» Stored entries
— Start —

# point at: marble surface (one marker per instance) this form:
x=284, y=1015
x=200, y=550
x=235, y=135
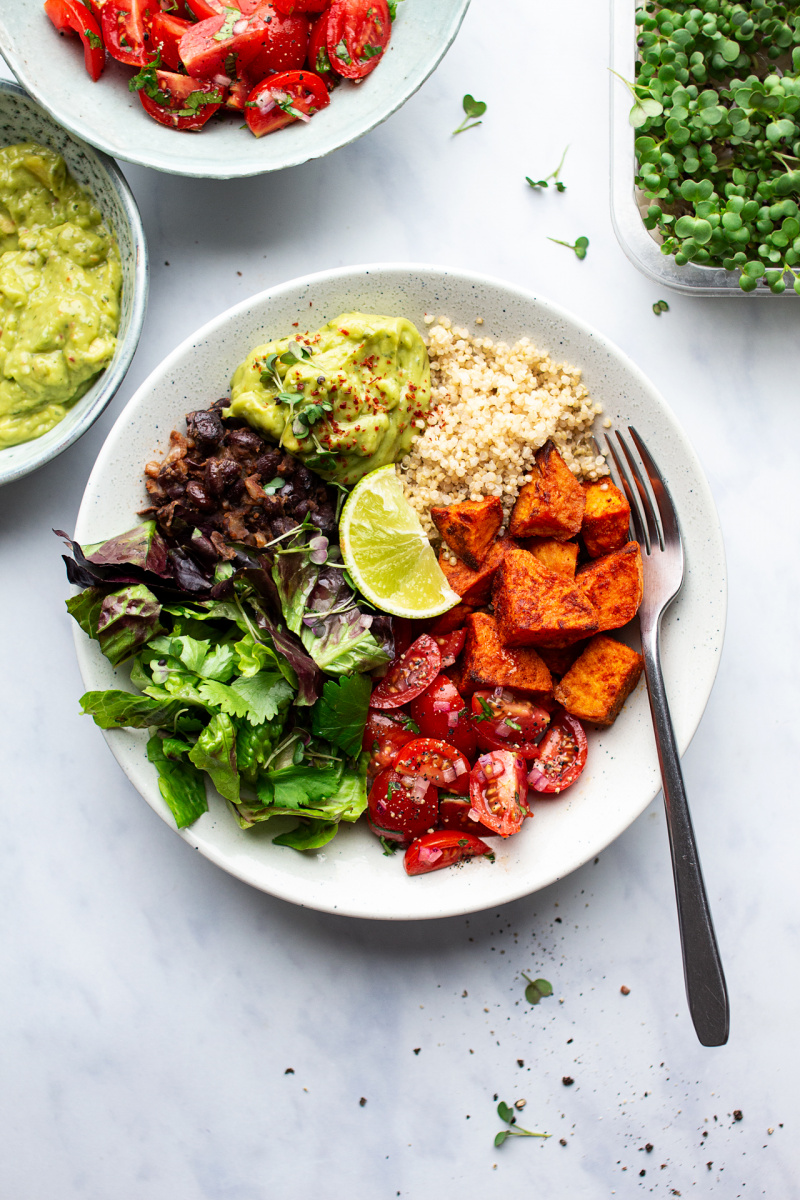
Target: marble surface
x=170, y=1033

— End —

» What the task asks
Leave the pictures out, and transcribe each of the records exactly.

» Result for this exercise
# point at: marble surface (one marker per instance) this form:
x=284, y=1015
x=200, y=550
x=235, y=135
Target: marble surface
x=170, y=1033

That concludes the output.